-- START DOCUMENT SECTION --

# Finally! A saddle that fits both of us!



## smrobs (Jul 30, 2008)

Very nice! Glad you found one .

You'll want to make sure and put some stirrup hobbles on there though...and re-adjust the fenders. With them the way they are, they'll probably be uncomfortable for long periods in the saddle.


----------



## Customcanines (Jun 17, 2012)

Thanks - I did readjust the stirrup hobbles and fenders before I got on. I realized they weren't right when I went to get on. I do greatly appreciate you reminding me me, however.


----------



## bbsmfg3 (Aug 12, 2010)

Hate to bust you bubble. But, are you sure you want to give this horse sore whithers? There is not nearly enough clearance between the whithers and the saddle.


----------



## smrobs (Jul 30, 2008)

Not sure where you're looking, but I see an easy 3 inches between the withers and the saddle :?.


----------



## CLaPorte432 (Jan 3, 2012)

bbsmfg3 said:


> Hate to bust you bubble. But, are you sure you want to give this horse sore whithers? There is not nearly enough clearance between the whithers and the saddle.


ummm............what?!?!?!
_Posted via Mobile Device_


----------



## COWCHICK77 (Jun 21, 2010)

That is a nice looking saddle! Who made it?


----------



## Customcanines (Jun 17, 2012)

It's made by VH saddlery. Don't know their reputation, but it's very well made and has very good leather and doesn't slip or move at all when we go up or down steep slopes. It's an older Wade style saddle. Also, to answer the post saying it will make her withers sore??????? There is about 4 inches of clearance at her withers, and it doesn't touch her spine at all. Have a question for all of you experts out there, though (I know english saddles, not western). The saddle is fairly heavy. Should I use a heavy pad? right now I am using a Diamond felt pad about 3/4 inch thick.

-- END DOCUMENT SECTION --
-- START INPUT RECORDS --

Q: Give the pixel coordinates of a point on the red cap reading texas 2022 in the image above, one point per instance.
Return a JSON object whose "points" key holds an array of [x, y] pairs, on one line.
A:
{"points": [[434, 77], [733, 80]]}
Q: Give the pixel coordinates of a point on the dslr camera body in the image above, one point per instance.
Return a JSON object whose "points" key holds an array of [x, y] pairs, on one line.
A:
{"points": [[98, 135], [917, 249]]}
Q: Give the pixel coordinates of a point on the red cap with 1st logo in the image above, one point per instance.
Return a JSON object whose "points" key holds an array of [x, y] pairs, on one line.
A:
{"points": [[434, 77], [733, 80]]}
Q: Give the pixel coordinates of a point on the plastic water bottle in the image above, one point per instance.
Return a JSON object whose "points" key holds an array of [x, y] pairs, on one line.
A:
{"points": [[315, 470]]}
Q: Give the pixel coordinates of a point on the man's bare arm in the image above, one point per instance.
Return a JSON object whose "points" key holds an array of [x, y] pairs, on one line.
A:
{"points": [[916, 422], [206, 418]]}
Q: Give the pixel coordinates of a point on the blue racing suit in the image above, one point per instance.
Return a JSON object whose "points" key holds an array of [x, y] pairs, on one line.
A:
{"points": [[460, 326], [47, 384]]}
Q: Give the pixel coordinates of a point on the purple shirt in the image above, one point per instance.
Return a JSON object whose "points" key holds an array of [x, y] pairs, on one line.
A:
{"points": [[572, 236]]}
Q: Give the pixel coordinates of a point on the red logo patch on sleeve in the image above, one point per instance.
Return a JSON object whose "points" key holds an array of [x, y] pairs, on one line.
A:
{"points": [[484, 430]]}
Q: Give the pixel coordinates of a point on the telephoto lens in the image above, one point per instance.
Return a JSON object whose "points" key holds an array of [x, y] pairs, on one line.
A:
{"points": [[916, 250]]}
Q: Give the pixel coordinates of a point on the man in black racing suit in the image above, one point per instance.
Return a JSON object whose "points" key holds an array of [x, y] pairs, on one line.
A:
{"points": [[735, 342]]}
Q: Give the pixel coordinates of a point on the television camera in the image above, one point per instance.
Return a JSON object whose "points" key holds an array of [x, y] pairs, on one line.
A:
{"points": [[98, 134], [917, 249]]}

-- END INPUT RECORDS --

DIRECTIVES>
A – Reproduce the saddle thread from "You'll want to" to "in the saddle.".
B – Pull out every line of the records that contains the string "racing", matching case exactly.

TASK RESULTS>
A –
You'll want to make sure and put some stirrup hobbles on there though...and re-adjust the fenders. With them the way they are, they'll probably be uncomfortable for long periods in the saddle.

B –
Q: Give the pixel coordinates of a point on the blue racing suit in the image above, one point per instance.
Q: Give the pixel coordinates of a point on the man in black racing suit in the image above, one point per instance.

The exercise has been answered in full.